**CHECK YOUR UNDERSTANDING**:
a) According to the sleep tips text, what share of our lives do we spend in bed?
b) In the sleep tips text, transcribe the passage from "National Bed Month is" up to and including "quality of living.".
c) Pick up the sleep tips text where it stops and keep writing.

**TEXT PROVIDED**:
-=-=-

It’s #BedMonth so we’re talking all things #sleepbetter throughout March. Sleep expert, Lisa Artis of The Sleep Council is here with her sleep tips to help you #sleepbetter.
National Bed Month is here so what better time to assess the quality of what we spend a third of our lives doing in bed – sleep!
We all sleep, but many of us don’t do it very well. A good night’s rest is essential to a healthy lifestyle – protecting you physically and mentally as well as boosting your quality of living.
Unfortunately, many of us struggle to fall asleep, have bad dreams, can’t wake up in the morning and then feel constantly tired. It is rather worrying that the majority of people don’t sleep very well, but fortunately, there are many practical ways to improve your sleeping habits.
This National Bed Month we want to help people get a better night’s sleep by making them aware of some of the most basic ways to improve your Zzz’s…
A clean, peaceful and welcoming bedroom will aid a better night’s sleep.

-=-=-

**DATA EXTRACTS**:
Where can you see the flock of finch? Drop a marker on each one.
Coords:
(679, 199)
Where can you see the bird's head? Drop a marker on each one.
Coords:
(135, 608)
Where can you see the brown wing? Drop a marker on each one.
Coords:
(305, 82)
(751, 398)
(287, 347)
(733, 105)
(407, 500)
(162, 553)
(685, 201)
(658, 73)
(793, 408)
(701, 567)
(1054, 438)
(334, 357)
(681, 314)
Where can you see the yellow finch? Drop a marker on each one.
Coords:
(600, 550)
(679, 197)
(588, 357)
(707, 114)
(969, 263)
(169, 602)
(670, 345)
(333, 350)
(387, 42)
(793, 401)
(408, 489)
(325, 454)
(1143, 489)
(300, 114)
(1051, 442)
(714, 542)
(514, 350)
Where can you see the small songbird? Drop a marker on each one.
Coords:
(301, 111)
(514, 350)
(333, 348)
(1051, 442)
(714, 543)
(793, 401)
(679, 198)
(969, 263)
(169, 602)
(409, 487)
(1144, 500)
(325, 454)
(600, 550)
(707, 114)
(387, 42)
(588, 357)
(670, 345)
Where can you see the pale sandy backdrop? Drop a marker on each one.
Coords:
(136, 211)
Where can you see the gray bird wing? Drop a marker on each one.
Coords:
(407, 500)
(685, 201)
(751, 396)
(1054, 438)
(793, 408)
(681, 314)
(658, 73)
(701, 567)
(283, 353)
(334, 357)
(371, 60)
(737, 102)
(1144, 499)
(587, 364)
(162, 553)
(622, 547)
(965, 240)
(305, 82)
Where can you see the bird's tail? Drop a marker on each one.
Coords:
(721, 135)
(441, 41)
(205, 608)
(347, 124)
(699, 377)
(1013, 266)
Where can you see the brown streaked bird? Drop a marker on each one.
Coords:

-=-=-

**RESULTS OF THE TASKS**:
a) A third of our lives.

b)
National Bed Month is here so what better time to assess the quality of what we spend a third of our lives doing in bed – sleep!
We all sleep, but many of us don’t do it very well. A good night’s rest is essential to a healthy lifestyle – protecting you physically and mentally as well as boosting your quality of living.

c)
Make sure your room it completely dark and invest in a blackout blind or curtains, or an eye mask might be a cheaper alternative. Your bedroom should not be too hot or too cold, around 16-18° C (60-65° F) is recommended. Why not embrace the hygge style in your bedroom by creating a sanctuary you can relax in. Indulge in quality bed linen, snuggly throws, comfy nightwear, scents such as lavender and germanium which are naturally calming, a good book and some ambient lighting.
Do you ever wake up with neck or back ache? When lying in bed, do you feel springs or ridges beneath the surface? Avoid the ‘Seven Year Hitch’ – the point at which existing beds may still look good but are beginning to offer less support than a new one*. What better time than National Bed Month to invest in a better night’s sleep if your bed is seven years old or more?
The 21st century lifestyle is typically fast paced, chaotic and jam-packed with technology. From the moment we wake up, we’re continuously being fed content from smart phones, TV, radio and social media feeds. All this non-stop stimulation causes havoc when we’re trying to fall asleep. Switch off your tech a couple of hours before bedtime – that includes your phone! Also try reducing the intensity of artificial light in your home by using dimmer switches or low wattage bulbs.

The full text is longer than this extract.